**BRIEF**
Continue the abstract below about how confined spaces affect bacterial swimming, starting right after its final sentence.

Transitioning to confined spaces impacts bacterial swimming and escape response

Abstract

Symbiotic bacteria often navigate complex environments before colonizing privileged sites in their host organism. Chemical gradients are known to facilitate directional taxis of these bacteria, guiding them toward their eventual destination. However, less is known about the role of physical features in shaping the path the bacteria take and defining how they traverse a given space. The flagellated marine bacterium Vibrio fischeri, which forms a binary symbiosis with the Hawaiian bobtail squid, Euprymna scolopes, must navigate tight physical confinement during colonization, squeezing through a tissue bottleneck constricting to ∼2 μm in width on the way to its eventual home. Using microfluidic in vitro experiments, we discovered that V. fischeri cells alter their behavior upon entry into confined space, straightening their swimming paths and promoting escape from confinement. Using a computational model, we attributed this escape response to two factors: reduced directional fluctuation and a refractory period between reversals. Additional experiments in asymmetric capillary tubes confirmed that V. fischeri quickly escape from confined ends, even when drawn into the ends by chemoattraction. This avoidance was apparent down to a limit of confinement approaching the diameter of the cell itself, resulting in a balance between chemoattraction and evasion of physical confinement. Our findings demonstrate that nontrivial distributions of swimming bacteria can emerge from simple physical gradients in the level of confinement. Tight spaces may serve as an additional, crucial cue for bacteria while they navigate complex environments to enter specific habitats.

[Collected data]
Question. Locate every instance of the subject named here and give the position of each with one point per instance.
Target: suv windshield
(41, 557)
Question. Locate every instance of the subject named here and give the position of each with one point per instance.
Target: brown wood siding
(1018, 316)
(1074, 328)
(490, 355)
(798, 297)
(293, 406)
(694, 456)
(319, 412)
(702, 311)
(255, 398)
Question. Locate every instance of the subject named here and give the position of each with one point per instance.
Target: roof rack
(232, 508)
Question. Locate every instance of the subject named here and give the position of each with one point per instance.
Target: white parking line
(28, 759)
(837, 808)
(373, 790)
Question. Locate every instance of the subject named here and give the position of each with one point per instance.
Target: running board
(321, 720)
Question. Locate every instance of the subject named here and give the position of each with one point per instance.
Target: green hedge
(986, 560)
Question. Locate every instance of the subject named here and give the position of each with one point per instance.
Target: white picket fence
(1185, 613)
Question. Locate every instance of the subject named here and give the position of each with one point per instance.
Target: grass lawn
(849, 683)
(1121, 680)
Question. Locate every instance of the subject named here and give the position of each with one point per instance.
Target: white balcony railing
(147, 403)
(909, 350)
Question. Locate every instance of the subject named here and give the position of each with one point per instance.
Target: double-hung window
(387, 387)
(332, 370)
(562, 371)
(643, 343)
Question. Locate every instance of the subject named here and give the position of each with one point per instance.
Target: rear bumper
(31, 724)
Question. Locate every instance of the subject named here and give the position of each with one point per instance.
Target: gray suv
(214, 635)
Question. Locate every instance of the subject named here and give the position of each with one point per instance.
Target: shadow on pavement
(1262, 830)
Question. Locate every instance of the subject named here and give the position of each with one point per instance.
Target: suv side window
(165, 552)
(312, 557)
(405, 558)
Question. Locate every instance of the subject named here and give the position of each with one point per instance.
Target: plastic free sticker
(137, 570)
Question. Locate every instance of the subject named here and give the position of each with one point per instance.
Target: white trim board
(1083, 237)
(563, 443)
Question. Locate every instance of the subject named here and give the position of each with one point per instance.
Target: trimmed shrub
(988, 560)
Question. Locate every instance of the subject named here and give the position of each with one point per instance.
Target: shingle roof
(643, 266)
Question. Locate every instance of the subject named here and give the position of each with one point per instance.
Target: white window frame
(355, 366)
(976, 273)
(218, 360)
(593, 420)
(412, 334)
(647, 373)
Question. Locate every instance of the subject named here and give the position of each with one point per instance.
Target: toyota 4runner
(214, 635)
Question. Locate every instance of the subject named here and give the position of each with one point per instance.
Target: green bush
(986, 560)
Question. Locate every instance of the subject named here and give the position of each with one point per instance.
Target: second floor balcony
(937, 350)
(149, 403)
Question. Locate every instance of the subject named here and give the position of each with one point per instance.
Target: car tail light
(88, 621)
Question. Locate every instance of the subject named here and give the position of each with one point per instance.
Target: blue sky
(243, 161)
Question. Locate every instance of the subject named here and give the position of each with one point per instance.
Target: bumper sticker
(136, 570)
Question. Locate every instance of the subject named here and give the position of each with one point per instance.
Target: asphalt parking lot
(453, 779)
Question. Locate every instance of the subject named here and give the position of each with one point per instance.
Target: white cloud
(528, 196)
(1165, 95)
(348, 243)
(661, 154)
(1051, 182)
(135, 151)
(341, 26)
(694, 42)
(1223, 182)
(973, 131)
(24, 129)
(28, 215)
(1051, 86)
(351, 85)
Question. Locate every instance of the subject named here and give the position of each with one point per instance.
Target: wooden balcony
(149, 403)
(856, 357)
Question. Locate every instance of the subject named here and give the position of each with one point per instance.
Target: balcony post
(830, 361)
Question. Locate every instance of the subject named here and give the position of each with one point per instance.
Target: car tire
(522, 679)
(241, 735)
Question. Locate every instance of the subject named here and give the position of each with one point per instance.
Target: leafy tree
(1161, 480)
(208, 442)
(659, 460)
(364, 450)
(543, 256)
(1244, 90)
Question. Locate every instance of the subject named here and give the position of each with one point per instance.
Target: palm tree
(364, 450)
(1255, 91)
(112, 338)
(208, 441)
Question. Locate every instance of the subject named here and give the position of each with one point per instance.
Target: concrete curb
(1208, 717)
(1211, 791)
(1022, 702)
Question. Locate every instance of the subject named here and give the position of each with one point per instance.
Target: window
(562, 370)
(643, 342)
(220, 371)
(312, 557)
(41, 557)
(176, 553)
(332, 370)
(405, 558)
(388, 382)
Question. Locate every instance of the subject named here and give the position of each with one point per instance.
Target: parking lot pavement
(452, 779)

**RESULT FOR THIS EXERCISE**
Figure 1

Confinement promotes channel escape in V. fischeri. (A) Schematic of confinement channels for 2 and 10 μm confinement. (B) Collapsed traces of V. fischeri swimming under 10 μm z confinement over 10 s. (C) Collapsed traces of V. fischeri swimming under 2 μm z confinement over 10 s. Left of vertical black lines is open chamber, right of black lines are confined channels. (D) Selected traces of V. fischeri cells entering noted z confinement. Color denotes time in seconds.

Figure 2

Confinement reduces penetrance and residence time of V. fischeri. (A) Maximum penetration depth into channels of V. fischeri under 2 or 10 μm confinement. Dotted lines represent median. (B) Channel persistence time of V. fischeri under 2 or 10 μm confinement. Dotted lines represent median. (C) Average per cell swimming speed of V. fischeri during the t = 0–1 s or t = 1–9 s of each cell entering the confinement channel. Black dots and error bars = mean ± SD. (D) Average per cell speed of V. fischeri as it swims into (circles on left, positive x direction) or out of (triangles on right, negative x direction) confinement channels during the t = 0–1 s or t = 1–9 s intervals. Black dots and error bars = mean ± SD. (E) Histogram of run duration before a sharp (>120°) reversal of V. fischeri under 2 or 10 μm confinement. Dotted lines represent median. Inset shows individual values, with black dots and bars representing mean ± SD. For all panels: blue, 2 μm; orange, 10 μm.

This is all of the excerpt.